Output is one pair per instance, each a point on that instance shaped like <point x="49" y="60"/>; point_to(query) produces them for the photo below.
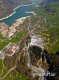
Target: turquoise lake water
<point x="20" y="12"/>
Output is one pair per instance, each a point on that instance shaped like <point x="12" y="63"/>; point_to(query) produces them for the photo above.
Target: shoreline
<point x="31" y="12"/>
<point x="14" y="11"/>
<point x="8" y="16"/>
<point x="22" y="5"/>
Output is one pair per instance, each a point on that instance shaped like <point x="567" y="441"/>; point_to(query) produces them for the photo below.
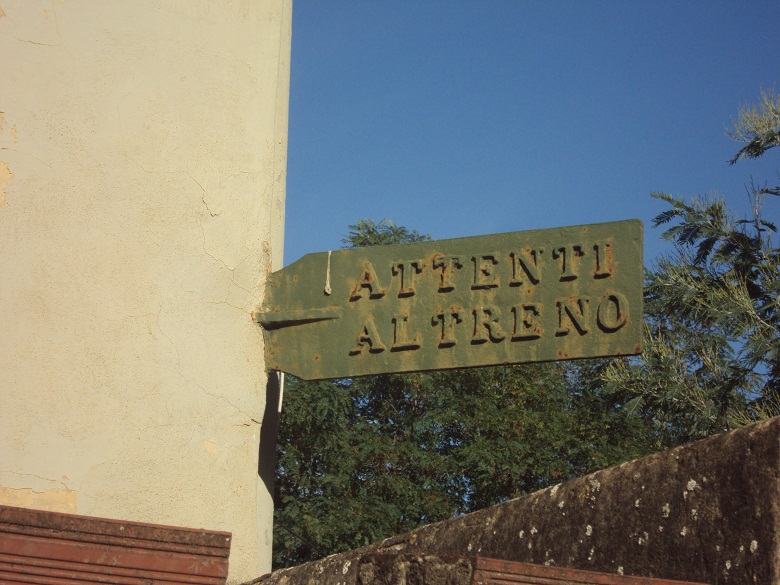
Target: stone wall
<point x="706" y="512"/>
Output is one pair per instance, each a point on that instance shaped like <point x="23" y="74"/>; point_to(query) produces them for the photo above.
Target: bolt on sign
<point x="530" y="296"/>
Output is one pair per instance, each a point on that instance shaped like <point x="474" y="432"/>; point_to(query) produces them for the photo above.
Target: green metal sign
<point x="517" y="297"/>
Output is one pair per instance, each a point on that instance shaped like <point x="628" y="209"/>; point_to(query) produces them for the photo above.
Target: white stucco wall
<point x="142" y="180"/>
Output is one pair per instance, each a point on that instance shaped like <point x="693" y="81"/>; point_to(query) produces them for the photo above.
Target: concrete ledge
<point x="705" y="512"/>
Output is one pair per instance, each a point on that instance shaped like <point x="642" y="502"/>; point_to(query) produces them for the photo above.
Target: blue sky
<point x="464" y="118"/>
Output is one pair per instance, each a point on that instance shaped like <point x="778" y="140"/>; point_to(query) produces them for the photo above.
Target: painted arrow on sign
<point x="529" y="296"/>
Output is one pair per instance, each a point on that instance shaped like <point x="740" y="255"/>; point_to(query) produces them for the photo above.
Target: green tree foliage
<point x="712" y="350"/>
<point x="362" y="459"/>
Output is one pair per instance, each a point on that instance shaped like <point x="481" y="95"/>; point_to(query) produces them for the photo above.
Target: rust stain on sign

***

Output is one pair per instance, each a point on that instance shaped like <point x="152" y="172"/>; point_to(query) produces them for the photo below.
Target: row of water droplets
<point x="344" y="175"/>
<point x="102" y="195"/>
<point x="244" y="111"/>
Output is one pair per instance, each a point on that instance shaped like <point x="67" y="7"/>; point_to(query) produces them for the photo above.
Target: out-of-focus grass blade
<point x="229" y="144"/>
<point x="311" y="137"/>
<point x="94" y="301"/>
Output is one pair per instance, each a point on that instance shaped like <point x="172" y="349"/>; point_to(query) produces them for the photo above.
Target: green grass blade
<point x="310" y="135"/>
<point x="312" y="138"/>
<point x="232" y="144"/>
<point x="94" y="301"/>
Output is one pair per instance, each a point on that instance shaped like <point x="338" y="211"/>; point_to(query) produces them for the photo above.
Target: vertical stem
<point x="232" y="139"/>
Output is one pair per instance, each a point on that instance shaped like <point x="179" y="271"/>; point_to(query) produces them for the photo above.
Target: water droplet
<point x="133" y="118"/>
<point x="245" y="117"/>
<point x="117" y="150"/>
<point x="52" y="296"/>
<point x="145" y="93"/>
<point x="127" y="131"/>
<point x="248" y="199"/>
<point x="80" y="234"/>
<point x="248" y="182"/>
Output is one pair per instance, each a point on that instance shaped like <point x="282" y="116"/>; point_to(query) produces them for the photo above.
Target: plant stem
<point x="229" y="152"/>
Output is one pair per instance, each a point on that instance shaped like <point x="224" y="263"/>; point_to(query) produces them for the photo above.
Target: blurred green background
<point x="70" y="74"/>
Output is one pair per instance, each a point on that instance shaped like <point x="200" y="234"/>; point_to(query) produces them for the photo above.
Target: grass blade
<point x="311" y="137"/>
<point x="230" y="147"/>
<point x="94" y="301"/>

***

■ GIVEN PROBLEM ■
Pick out each line in the records that contains the string "grass", and copy every such line unchanged.

■ COMPLETE ANSWER ■
Target: out-of-focus grass blade
Target: green grass blade
Target: grass blade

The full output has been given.